- Opening Delimiter -

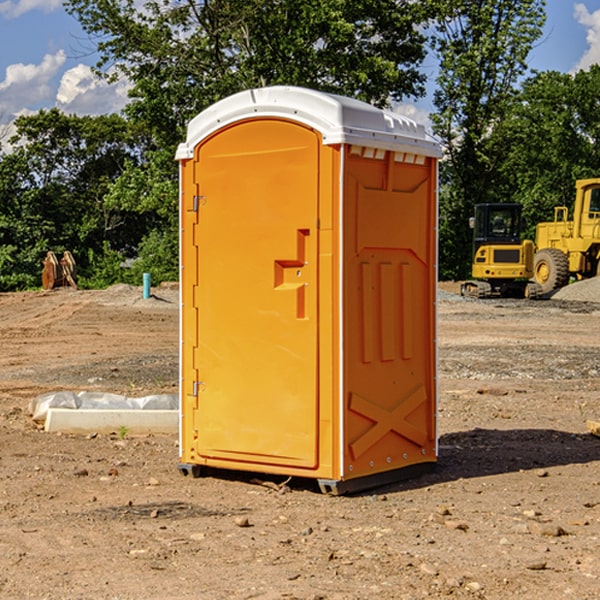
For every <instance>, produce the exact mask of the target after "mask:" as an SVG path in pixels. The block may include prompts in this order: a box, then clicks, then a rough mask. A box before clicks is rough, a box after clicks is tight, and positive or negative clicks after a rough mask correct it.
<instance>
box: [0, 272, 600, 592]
mask: <svg viewBox="0 0 600 600" xmlns="http://www.w3.org/2000/svg"><path fill="white" fill-rule="evenodd" d="M593 283H596V282H584V283H583V284H576V286H580V285H581V287H582V288H583V287H587V286H592V285H593ZM457 287H458V286H457V285H456V284H452V285H448V286H446V289H445V290H444V292H445V294H448V296H445V294H441V295H440V301H439V302H438V309H439V319H438V323H439V330H438V332H437V339H438V348H439V378H438V381H439V389H440V399H439V410H438V431H439V441H440V444H439V446H440V451H439V457H440V458H439V464H438V468H437V469H436V470H435V471H434V472H432V473H428V474H427V475H425V476H423V477H421V478H418V479H412V480H409V481H404V482H398V483H394V484H390V485H388V486H385V487H383V488H379V489H376V490H372V491H369V492H368V493H365V494H360V495H356V496H348V497H338V498H332V497H328V496H324V495H322V494H320V493H319V492H318V490H317V487H316V485H314V482H312V481H311V480H301V479H297V478H294V479H293V480H291V481H286V479H285V478H284V477H274V476H273V477H268V476H265V475H261V474H250V473H239V472H227V473H226V472H220V473H217V472H211V473H209V474H207V475H206V476H204V477H202V478H200V479H193V478H191V477H182V476H181V475H180V474H179V472H178V470H177V462H178V440H177V436H176V435H173V436H159V435H155V436H146V437H135V436H131V435H130V434H127V433H126V432H123V431H121V432H115V433H114V434H112V435H108V434H107V435H104V434H100V433H99V434H98V435H86V436H83V435H80V436H75V435H64V434H63V435H57V434H49V433H45V432H43V431H40V430H38V428H37V427H36V425H35V423H33V422H32V420H31V418H30V416H29V415H28V413H27V407H28V403H29V401H30V400H31V398H33V397H35V396H37V395H39V394H41V393H44V392H48V391H55V390H58V389H72V390H75V391H79V390H90V391H93V390H98V391H103V392H113V393H116V394H123V395H125V396H145V395H149V394H156V393H161V392H163V393H177V391H178V382H179V380H178V349H179V339H178V328H179V311H178V310H177V307H178V301H177V297H178V296H177V286H174V287H171V288H169V287H166V286H164V287H163V286H160V287H157V288H153V290H152V292H153V294H154V297H153V298H149V299H147V300H144V299H142V297H141V296H142V293H141V288H136V287H132V286H122V285H120V286H113V287H112V288H109V289H108V290H103V291H77V290H64V291H59V290H56V291H52V292H51V293H41V292H40V293H38V292H31V293H24V294H0V342H1V343H2V353H1V354H0V440H1V441H0V448H1V452H0V531H1V534H2V535H0V599H7V600H13V599H20V598H36V599H41V598H44V599H48V600H71V599H77V598H94V599H98V600H115V599H117V598H118V599H119V600H139V599H140V598H144V599H146V600H170V599H175V598H176V599H177V600H195V599H197V598H202V599H206V600H226V599H227V600H230V599H232V600H242V599H244V600H247V599H249V598H256V599H259V600H282V599H291V598H296V599H298V600H317V599H322V600H369V599H371V598H377V599H378V600H414V599H417V598H419V599H422V598H453V599H454V598H455V599H457V600H459V599H468V600H476V599H484V598H485V599H486V600H504V599H505V598H513V597H514V598H519V599H521V598H523V599H527V600H538V599H539V598H543V599H544V600H564V599H565V598H568V599H571V598H573V599H575V598H577V599H578V600H592V599H596V598H598V589H599V585H600V554H599V553H598V539H600V480H599V478H598V468H599V467H600V439H598V438H596V437H594V436H593V435H591V434H590V433H589V432H588V431H587V429H586V420H594V421H598V419H599V417H600V401H599V398H600V376H599V374H600V319H597V318H595V311H596V309H595V308H594V306H595V305H593V304H586V303H583V302H571V301H568V300H564V301H561V302H552V301H541V302H531V301H528V300H485V301H478V300H473V299H471V300H470V301H467V300H465V299H460V296H456V295H452V294H453V292H455V291H456V289H457ZM569 287H571V286H569ZM572 287H573V288H574V289H581V288H579V287H577V288H576V287H575V286H572ZM569 291H571V290H569ZM565 292H566V290H565ZM446 297H447V298H448V299H447V300H444V299H443V298H446ZM458 300H460V301H458ZM204 351H205V349H204V348H203V349H202V352H204ZM202 352H200V353H199V356H198V363H199V371H200V369H201V368H202ZM407 376H409V377H410V376H411V374H410V373H407ZM252 392H253V391H252V390H248V402H250V403H253V405H255V406H256V410H260V406H261V405H260V398H256V396H255V395H254V394H253V393H252ZM186 401H187V402H195V407H196V409H197V410H202V404H201V400H200V399H198V398H197V399H195V400H194V398H193V396H191V394H190V395H188V396H187V397H186ZM285 401H289V400H288V399H285V398H282V402H285Z"/></svg>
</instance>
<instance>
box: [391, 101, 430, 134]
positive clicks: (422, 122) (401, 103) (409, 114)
mask: <svg viewBox="0 0 600 600" xmlns="http://www.w3.org/2000/svg"><path fill="white" fill-rule="evenodd" d="M394 112H397V113H398V114H400V115H404V116H405V117H408V118H409V119H412V120H413V121H415V122H416V123H419V124H421V125H424V126H425V129H427V131H430V130H431V120H430V118H429V111H428V110H426V109H425V108H422V107H420V106H419V105H417V104H408V103H401V104H397V105H395V106H394Z"/></svg>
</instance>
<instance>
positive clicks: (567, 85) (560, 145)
mask: <svg viewBox="0 0 600 600" xmlns="http://www.w3.org/2000/svg"><path fill="white" fill-rule="evenodd" d="M599 96H600V66H599V65H593V66H592V67H591V68H590V69H589V71H578V72H577V73H576V74H574V75H573V74H567V73H558V72H556V71H548V72H543V73H537V74H535V75H534V76H532V77H530V78H529V79H527V80H526V81H525V82H524V83H523V86H522V90H521V92H520V93H519V95H518V97H517V102H515V103H514V105H513V108H512V110H511V112H510V114H508V115H507V117H506V118H505V119H504V120H503V121H502V123H501V124H499V126H498V127H497V128H496V129H495V136H494V145H495V149H494V151H495V152H496V153H500V152H502V155H503V157H504V158H503V161H502V163H501V165H500V166H499V169H498V171H499V175H500V177H501V179H502V181H503V187H504V191H503V195H505V196H506V197H512V199H513V200H514V201H516V202H520V203H521V204H523V206H524V214H525V216H526V218H527V222H528V224H529V227H528V231H527V236H528V237H530V238H532V239H533V238H534V236H535V224H536V223H538V222H540V221H548V220H552V219H553V208H554V207H555V206H568V207H571V205H572V202H573V199H574V196H575V180H576V179H585V178H588V177H598V176H600V171H599V169H598V165H600V106H599V105H598V101H597V99H598V97H599Z"/></svg>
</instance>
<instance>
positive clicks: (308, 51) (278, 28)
mask: <svg viewBox="0 0 600 600" xmlns="http://www.w3.org/2000/svg"><path fill="white" fill-rule="evenodd" d="M66 7H67V10H68V11H69V12H70V13H71V14H73V15H74V16H75V17H76V18H77V19H78V20H79V22H80V23H81V25H82V26H83V28H84V30H85V31H86V32H87V33H88V34H89V36H90V40H91V41H92V43H93V44H94V45H96V47H97V50H98V52H99V54H100V60H99V62H98V64H97V73H98V74H101V75H102V76H104V77H107V78H108V79H111V78H117V77H121V76H124V77H126V78H127V79H128V80H129V81H130V82H131V84H132V87H131V90H130V98H131V101H130V103H129V104H128V106H127V107H126V109H125V113H126V115H127V117H128V118H129V119H130V121H131V122H132V123H134V124H135V125H136V126H138V127H141V128H143V130H144V131H146V132H148V134H149V136H150V137H151V139H152V143H151V144H149V145H148V147H147V149H146V152H145V153H144V156H143V160H142V161H136V160H131V161H128V162H127V163H126V165H125V168H124V170H123V172H122V174H121V176H120V177H119V179H118V180H117V181H115V182H113V183H111V184H110V185H109V188H108V191H107V194H106V197H105V198H104V200H105V203H104V205H105V206H106V207H108V208H110V209H111V210H112V211H115V212H116V213H117V214H130V215H133V214H136V215H138V216H139V217H140V218H144V219H145V220H146V221H147V222H148V223H150V222H151V223H152V225H151V226H150V227H149V228H148V229H147V230H146V235H147V237H145V238H144V239H143V241H142V243H140V244H139V246H138V251H139V256H138V260H137V261H136V262H135V263H134V266H133V267H132V269H131V271H130V272H129V276H130V277H137V276H138V274H139V273H138V271H140V270H141V269H143V270H147V271H150V272H151V273H152V274H153V279H159V280H160V279H163V278H168V277H177V238H178V228H177V214H178V206H177V202H178V192H177V190H178V186H177V165H176V163H175V162H174V160H173V156H174V153H175V149H176V146H177V144H178V143H179V142H181V141H183V139H185V129H186V126H187V123H188V122H189V121H190V120H191V119H192V118H193V117H194V116H195V115H196V114H198V113H199V112H201V111H202V110H204V109H205V108H207V107H208V106H210V105H211V104H213V103H214V102H216V101H218V100H220V99H221V98H224V97H226V96H229V95H231V94H233V93H235V92H238V91H240V90H243V89H248V88H252V87H260V86H267V85H275V84H286V85H299V86H305V87H311V88H316V89H320V90H323V91H328V92H335V93H340V94H344V95H348V96H353V97H356V98H360V99H362V100H365V101H367V102H371V103H373V104H376V105H379V106H383V105H386V104H388V103H389V102H390V101H391V100H400V99H402V98H404V97H406V96H414V97H416V96H418V95H421V94H422V93H423V92H424V81H425V76H424V75H423V74H422V73H420V71H419V64H420V63H421V61H422V60H423V58H424V56H425V41H426V40H425V37H424V35H423V33H421V31H420V29H419V28H418V26H419V25H420V24H422V23H424V22H425V21H426V19H427V17H428V11H430V10H432V7H431V6H430V4H429V3H418V2H417V3H415V2H413V1H412V0H377V1H374V0H303V1H302V2H299V1H298V0H204V1H201V2H195V1H194V0H176V1H175V2H174V1H173V0H147V1H146V2H144V3H143V4H142V5H140V3H139V2H136V1H135V0H125V1H121V0H118V1H117V0H67V2H66ZM94 261H95V263H96V264H97V265H98V266H99V268H100V265H101V264H102V265H103V266H102V270H103V272H106V273H108V272H110V271H111V269H107V267H106V265H105V264H103V261H102V257H101V255H100V254H95V255H94ZM109 262H110V261H109Z"/></svg>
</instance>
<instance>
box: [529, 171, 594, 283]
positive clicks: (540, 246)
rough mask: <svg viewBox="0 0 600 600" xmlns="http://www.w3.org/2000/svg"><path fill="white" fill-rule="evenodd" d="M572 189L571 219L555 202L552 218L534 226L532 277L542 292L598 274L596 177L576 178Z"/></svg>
mask: <svg viewBox="0 0 600 600" xmlns="http://www.w3.org/2000/svg"><path fill="white" fill-rule="evenodd" d="M575 191H576V192H575V204H574V205H573V213H572V214H573V218H572V220H569V210H568V208H567V207H566V206H557V207H555V208H554V221H551V222H548V223H538V224H537V227H536V235H535V245H536V253H535V259H534V267H533V271H534V272H533V277H534V280H535V281H536V282H537V283H538V284H539V286H540V288H541V291H542V294H548V293H550V292H552V291H553V290H556V289H558V288H561V287H563V286H565V285H567V283H569V280H570V279H571V278H575V279H587V278H589V277H595V276H596V275H598V274H600V268H599V267H600V178H597V179H580V180H578V181H577V182H576V183H575Z"/></svg>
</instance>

- Closing Delimiter -

▸ Work required: Count how many lines in the data above include the string "positive", and write only that number.

▸ Worked solution: 5